• **Task to carry out**
Output, character for character, every line between the line holding "Report one point per instance of the double-hung" and the line holding "159], [90, 153]]", with both of those lines included.

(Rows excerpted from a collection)
------------------------
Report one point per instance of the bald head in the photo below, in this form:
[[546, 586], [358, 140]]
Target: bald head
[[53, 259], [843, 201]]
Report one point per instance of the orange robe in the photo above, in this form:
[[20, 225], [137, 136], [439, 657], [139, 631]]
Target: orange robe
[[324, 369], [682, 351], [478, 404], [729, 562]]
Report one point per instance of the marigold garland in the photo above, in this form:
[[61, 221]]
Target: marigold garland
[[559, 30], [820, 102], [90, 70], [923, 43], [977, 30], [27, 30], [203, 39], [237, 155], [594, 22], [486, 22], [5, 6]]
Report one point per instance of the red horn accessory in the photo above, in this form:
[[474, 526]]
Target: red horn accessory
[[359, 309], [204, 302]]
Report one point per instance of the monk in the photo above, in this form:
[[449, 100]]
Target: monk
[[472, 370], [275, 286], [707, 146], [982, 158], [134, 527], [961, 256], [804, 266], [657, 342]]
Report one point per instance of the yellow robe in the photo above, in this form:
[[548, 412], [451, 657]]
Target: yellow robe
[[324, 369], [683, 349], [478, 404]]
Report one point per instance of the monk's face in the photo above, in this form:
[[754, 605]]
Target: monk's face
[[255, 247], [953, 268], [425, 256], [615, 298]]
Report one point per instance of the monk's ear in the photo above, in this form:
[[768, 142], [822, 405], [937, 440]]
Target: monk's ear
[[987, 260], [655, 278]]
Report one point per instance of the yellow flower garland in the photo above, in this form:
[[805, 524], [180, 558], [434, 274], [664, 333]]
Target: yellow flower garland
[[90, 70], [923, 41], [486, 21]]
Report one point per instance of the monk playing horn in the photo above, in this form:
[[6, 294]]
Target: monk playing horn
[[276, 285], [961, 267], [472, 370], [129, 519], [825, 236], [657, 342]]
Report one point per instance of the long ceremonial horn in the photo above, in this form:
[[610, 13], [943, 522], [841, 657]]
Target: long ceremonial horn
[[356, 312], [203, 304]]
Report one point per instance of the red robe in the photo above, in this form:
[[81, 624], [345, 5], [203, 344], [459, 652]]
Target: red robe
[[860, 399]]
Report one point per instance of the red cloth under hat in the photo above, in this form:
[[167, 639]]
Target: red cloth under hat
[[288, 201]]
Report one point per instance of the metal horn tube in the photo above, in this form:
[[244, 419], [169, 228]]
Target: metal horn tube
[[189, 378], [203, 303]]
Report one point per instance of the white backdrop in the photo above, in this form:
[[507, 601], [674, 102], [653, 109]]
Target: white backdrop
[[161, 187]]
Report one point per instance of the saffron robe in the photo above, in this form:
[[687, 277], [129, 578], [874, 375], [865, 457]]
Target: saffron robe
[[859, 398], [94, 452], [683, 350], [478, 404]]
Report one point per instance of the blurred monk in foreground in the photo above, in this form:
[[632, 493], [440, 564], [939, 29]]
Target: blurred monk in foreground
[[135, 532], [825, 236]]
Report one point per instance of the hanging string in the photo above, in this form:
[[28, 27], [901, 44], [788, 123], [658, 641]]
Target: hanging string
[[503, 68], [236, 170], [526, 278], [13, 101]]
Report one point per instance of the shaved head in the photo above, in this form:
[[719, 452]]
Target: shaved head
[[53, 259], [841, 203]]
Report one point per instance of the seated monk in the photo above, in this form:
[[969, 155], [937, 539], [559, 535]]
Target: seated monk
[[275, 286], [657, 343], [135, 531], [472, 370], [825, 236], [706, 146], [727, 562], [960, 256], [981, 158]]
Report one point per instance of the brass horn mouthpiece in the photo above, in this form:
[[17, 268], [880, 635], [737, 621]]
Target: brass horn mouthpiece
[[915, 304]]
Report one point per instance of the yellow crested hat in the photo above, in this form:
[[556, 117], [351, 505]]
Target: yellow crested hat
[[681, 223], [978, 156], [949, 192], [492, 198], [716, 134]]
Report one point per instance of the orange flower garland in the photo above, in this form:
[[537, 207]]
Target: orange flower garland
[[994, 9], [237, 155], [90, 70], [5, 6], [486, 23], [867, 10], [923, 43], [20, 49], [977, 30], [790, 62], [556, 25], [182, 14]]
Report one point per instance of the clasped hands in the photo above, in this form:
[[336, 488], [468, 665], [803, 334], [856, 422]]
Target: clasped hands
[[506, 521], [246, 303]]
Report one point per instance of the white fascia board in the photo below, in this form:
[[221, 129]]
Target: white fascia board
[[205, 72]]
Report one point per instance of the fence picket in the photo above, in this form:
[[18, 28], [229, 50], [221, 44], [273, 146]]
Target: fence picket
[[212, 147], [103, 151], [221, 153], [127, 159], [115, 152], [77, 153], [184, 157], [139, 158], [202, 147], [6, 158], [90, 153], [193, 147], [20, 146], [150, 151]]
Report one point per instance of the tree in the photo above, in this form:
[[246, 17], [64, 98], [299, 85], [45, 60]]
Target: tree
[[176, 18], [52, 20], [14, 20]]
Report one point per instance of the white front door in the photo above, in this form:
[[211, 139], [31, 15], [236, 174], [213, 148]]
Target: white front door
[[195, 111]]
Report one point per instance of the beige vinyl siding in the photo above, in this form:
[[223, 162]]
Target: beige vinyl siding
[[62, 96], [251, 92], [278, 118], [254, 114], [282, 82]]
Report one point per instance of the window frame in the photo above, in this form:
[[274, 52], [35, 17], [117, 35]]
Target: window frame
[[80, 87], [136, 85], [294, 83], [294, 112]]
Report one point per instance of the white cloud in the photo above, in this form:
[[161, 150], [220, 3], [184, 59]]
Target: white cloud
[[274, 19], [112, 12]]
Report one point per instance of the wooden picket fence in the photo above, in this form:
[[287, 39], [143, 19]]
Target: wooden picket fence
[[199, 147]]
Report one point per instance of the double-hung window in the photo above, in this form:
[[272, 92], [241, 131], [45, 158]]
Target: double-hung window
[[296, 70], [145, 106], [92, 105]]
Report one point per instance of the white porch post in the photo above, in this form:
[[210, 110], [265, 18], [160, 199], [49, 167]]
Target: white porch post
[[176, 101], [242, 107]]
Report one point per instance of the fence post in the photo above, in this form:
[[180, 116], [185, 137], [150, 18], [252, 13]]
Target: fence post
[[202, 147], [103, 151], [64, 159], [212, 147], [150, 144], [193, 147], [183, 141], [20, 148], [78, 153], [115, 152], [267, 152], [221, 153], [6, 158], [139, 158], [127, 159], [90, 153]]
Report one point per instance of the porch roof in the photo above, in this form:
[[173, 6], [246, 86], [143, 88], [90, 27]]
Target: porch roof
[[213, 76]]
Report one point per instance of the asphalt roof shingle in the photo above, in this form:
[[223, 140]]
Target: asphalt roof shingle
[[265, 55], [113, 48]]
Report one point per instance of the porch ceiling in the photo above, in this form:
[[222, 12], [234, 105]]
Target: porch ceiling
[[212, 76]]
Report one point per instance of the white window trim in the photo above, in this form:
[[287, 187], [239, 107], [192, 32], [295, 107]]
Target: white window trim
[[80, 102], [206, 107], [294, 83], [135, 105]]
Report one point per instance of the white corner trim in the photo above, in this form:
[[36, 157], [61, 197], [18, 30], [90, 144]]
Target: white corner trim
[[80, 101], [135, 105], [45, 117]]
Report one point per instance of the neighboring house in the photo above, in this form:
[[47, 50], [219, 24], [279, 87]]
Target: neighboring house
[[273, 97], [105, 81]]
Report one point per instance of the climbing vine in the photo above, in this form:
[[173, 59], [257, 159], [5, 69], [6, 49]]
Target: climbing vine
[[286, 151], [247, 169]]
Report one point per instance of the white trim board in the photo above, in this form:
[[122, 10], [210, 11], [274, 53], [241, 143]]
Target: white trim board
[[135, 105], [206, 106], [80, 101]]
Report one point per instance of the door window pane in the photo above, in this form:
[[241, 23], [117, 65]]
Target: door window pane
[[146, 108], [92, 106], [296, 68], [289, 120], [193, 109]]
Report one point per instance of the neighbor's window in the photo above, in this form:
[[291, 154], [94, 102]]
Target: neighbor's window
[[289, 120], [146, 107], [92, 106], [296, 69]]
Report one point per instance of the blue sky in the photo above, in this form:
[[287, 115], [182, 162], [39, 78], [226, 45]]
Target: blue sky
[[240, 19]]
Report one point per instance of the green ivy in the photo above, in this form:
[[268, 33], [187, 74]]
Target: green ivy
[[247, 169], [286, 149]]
------------------------
• **Response to this exercise**
Report one point per instance of the double-hung window in the photo above, in this form:
[[272, 92], [241, 131], [45, 158]]
Target: double-hung window
[[296, 70], [145, 106], [92, 105]]
Report one point per instance of the white porch post in the photo above, in this form:
[[210, 110], [265, 18], [160, 199], [49, 167]]
Target: white porch post
[[176, 101], [242, 107]]
Report one point per instance of the fence post in the photo above, in this form:
[[180, 116], [185, 137], [150, 18], [252, 13]]
Target: fence post
[[202, 147], [103, 151], [64, 159], [212, 147], [150, 144], [193, 147], [183, 141], [20, 148], [78, 153], [115, 152], [267, 152], [221, 153], [6, 158], [139, 158], [127, 159], [90, 153]]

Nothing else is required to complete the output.